(Dataset excerpts begins)

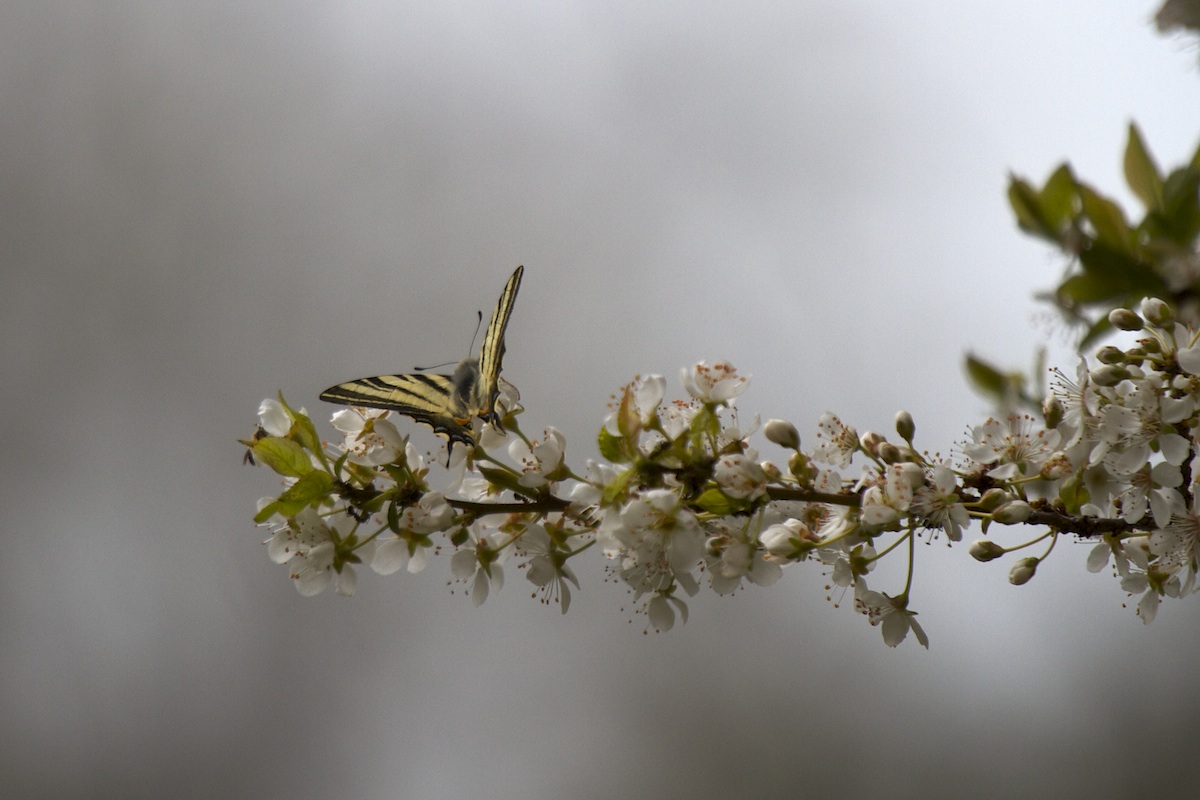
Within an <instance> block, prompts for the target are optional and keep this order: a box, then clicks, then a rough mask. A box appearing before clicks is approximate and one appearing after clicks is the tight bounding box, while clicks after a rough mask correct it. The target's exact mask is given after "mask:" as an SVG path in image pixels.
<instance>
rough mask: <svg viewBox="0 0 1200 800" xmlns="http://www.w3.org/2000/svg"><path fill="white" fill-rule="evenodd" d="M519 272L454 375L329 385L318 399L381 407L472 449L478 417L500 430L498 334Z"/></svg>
mask: <svg viewBox="0 0 1200 800" xmlns="http://www.w3.org/2000/svg"><path fill="white" fill-rule="evenodd" d="M523 273H524V267H523V266H518V267H517V269H516V271H514V272H512V276H511V277H509V281H508V283H505V284H504V291H502V293H500V300H499V302H497V303H496V311H493V312H492V319H491V320H490V321H488V324H487V331H486V332H485V335H484V344H482V347H481V348H480V351H479V359H466V360H463V361H462V362H461V363H460V365H458V367H457V368H456V369H455V373H454V375H442V374H433V373H410V374H403V375H377V377H374V378H359V379H358V380H350V381H348V383H344V384H338V385H336V386H331V387H330V389H326V390H325V391H323V392H322V393H320V399H323V401H328V402H330V403H342V404H346V405H364V407H366V408H383V409H389V410H392V411H398V413H401V414H403V415H406V416H410V417H413V419H414V420H416V421H418V422H421V423H424V425H427V426H430V427H431V428H433V431H434V432H436V433H440V434H442V435H444V437H446V439H449V440H450V447H451V449H454V443H456V441H461V443H463V444H466V445H470V446H474V444H475V437H474V433H473V432H472V429H470V420H472V417H474V416H479V417H481V419H482V420H485V421H487V422H491V423H492V426H493V427H496V428H499V429H500V431H503V428H500V423H499V419H498V417H497V415H496V398H497V396H498V395H499V392H500V390H499V379H500V361H502V360H503V357H504V330H505V329H506V327H508V325H509V315H510V314H511V313H512V305H514V303H515V302H516V297H517V289H520V288H521V276H522V275H523Z"/></svg>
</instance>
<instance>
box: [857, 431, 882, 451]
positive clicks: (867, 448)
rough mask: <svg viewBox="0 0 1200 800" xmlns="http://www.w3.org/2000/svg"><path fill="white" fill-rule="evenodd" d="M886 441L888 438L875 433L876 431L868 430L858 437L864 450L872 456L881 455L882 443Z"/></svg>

(Dataset excerpts ends)

→ Task item
Find the line containing "</instance>", then output it and every line after it to the end of the data, exactly.

→ Solution for this problem
</instance>
<instance>
box: [857, 431, 882, 451]
positive clicks: (867, 448)
rough mask: <svg viewBox="0 0 1200 800" xmlns="http://www.w3.org/2000/svg"><path fill="white" fill-rule="evenodd" d="M886 441L888 438L875 433L876 431L868 430L858 437L864 450L872 456L881 455L882 443Z"/></svg>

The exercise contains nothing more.